_What is asked:_
Each line that follows should be printed again exactly as it stands.

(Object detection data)
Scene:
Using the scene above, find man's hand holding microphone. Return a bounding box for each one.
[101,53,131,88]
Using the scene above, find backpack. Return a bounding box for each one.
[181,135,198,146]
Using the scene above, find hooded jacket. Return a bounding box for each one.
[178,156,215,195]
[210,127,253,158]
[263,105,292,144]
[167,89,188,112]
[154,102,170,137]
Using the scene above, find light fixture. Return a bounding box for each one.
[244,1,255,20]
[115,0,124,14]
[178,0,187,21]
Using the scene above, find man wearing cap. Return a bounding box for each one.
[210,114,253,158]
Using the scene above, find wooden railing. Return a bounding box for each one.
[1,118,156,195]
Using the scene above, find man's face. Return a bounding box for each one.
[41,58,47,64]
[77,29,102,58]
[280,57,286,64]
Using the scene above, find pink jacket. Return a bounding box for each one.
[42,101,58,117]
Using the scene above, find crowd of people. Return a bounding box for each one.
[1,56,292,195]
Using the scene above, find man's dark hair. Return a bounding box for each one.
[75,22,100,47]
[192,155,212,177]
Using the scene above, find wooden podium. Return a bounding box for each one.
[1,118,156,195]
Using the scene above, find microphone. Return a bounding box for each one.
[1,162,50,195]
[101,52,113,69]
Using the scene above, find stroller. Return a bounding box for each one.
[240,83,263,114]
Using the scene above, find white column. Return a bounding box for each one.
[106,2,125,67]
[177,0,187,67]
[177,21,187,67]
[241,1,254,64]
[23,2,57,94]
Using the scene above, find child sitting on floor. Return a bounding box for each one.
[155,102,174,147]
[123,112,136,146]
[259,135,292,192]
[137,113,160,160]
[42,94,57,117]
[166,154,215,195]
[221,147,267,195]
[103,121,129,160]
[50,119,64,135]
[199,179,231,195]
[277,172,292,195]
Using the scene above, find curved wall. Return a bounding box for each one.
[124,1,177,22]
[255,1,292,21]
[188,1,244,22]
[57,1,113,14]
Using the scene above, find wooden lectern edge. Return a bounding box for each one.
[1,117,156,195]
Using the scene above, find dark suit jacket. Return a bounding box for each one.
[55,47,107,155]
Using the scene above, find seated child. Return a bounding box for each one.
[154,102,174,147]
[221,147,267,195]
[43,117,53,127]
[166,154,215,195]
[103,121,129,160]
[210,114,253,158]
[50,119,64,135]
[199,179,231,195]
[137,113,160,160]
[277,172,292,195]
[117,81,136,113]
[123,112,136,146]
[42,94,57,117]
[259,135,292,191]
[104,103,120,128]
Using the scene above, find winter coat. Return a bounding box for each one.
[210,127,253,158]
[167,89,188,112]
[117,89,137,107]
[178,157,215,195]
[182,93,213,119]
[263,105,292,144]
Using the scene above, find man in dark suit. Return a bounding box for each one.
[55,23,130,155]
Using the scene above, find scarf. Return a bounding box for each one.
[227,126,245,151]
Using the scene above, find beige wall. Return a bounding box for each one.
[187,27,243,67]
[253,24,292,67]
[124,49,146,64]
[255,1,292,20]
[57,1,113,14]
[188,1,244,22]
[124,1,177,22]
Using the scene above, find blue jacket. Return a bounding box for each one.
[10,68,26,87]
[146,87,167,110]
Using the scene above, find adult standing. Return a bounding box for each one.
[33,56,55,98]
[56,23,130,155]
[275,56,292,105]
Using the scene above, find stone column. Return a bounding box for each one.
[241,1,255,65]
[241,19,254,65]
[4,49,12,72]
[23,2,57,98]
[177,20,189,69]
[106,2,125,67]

_Completed exercise:_
Scene:
Using the scene above, find man's hand holding microphone. Return a bounding box for each one.
[101,53,131,88]
Using the scene above, find backpack. Return a bounding box for each one.
[181,135,198,146]
Using the scene above, find hooded jacket. Return a bounding box for each one.
[178,156,215,195]
[210,127,253,158]
[263,105,292,144]
[167,89,188,112]
[154,102,170,137]
Using the scene above, find light fixture. Return a bounding box for each one.
[244,1,255,20]
[115,0,124,14]
[178,0,187,21]
Using the scene above, find man wearing cap. Return a bounding box for each one.
[210,114,253,158]
Using the scene above, find wooden railing. Return a bounding box for each one.
[1,118,156,195]
Using the scene above, find man's face. Return a bounding box for each one.
[41,58,47,64]
[77,29,102,58]
[280,57,286,64]
Using the scene above, find pink jacket. Return a bounding box for each one.
[42,101,58,117]
Using the scene above, find crowd of people. Return a bounding box for each one.
[1,56,292,195]
Using the scene above, find man's dark hair. Return a bounding box for each one.
[75,22,100,47]
[192,155,212,177]
Using the scene above, find wooden podium. Return a bounding box for each one.
[1,118,156,195]
Using the scene above, find microphone. Return a bounding box for each one.
[1,162,50,195]
[101,52,113,69]
Using the scene above, find stroller. Return a bounding box for each one.
[240,83,263,114]
Using the scene above, find white column. Return a bounding box for each one.
[106,2,125,67]
[177,0,187,67]
[177,21,187,67]
[241,1,254,64]
[23,2,57,94]
Using the scene above, find child sitting on floor. Return a bounding box for each one.
[155,102,174,147]
[123,112,136,146]
[259,135,292,192]
[137,113,160,160]
[42,94,57,117]
[166,154,215,195]
[221,147,267,195]
[103,121,129,160]
[50,119,64,135]
[199,179,231,195]
[277,172,292,195]
Using the scene above, find curved wall. Return a bounding box for each one.
[124,1,177,22]
[255,1,292,21]
[188,1,244,22]
[57,1,113,14]
Using the scene above, find wooden lectern edge. Return a bounding box for each one.
[1,117,156,195]
Using the scene above, find dark suit jacket. Return a bounding box for each one.
[55,47,107,155]
Using the scene above, find seated child. Return a bounding box for each one.
[154,102,174,147]
[221,147,267,195]
[43,117,53,127]
[166,154,215,195]
[103,121,129,160]
[210,114,253,158]
[50,119,64,135]
[199,179,231,195]
[137,113,160,160]
[277,172,292,195]
[117,81,136,113]
[123,112,136,146]
[42,94,57,117]
[259,135,292,191]
[104,103,120,128]
Using the scene above, find winter coat. Return a bounding box for each one.
[210,127,253,158]
[167,89,188,112]
[117,89,137,107]
[178,157,215,195]
[182,93,213,119]
[263,105,292,144]
Using the scene above, find man in dark suit. Return a bounding box for each one.
[55,23,130,155]
Using the scene above, find scarf. Return a bounding box for each one.
[227,126,245,151]
Using the scene above, find beige wall. Return a bounding box for each one.
[187,27,243,67]
[253,24,292,67]
[124,49,146,64]
[255,1,292,20]
[57,1,113,14]
[188,1,244,22]
[124,1,177,22]
Using the scene above, find blue jacket. Return a bounding box for each one.
[10,68,26,87]
[146,87,167,110]
Using the scene above, find adult standing. Return a bounding box for each one.
[33,56,55,98]
[56,23,130,155]
[275,56,292,105]
Using the scene above, find stone column. Return a bounding box for each one.
[241,1,255,65]
[241,19,254,65]
[4,49,12,72]
[23,2,57,98]
[177,20,189,69]
[106,2,125,67]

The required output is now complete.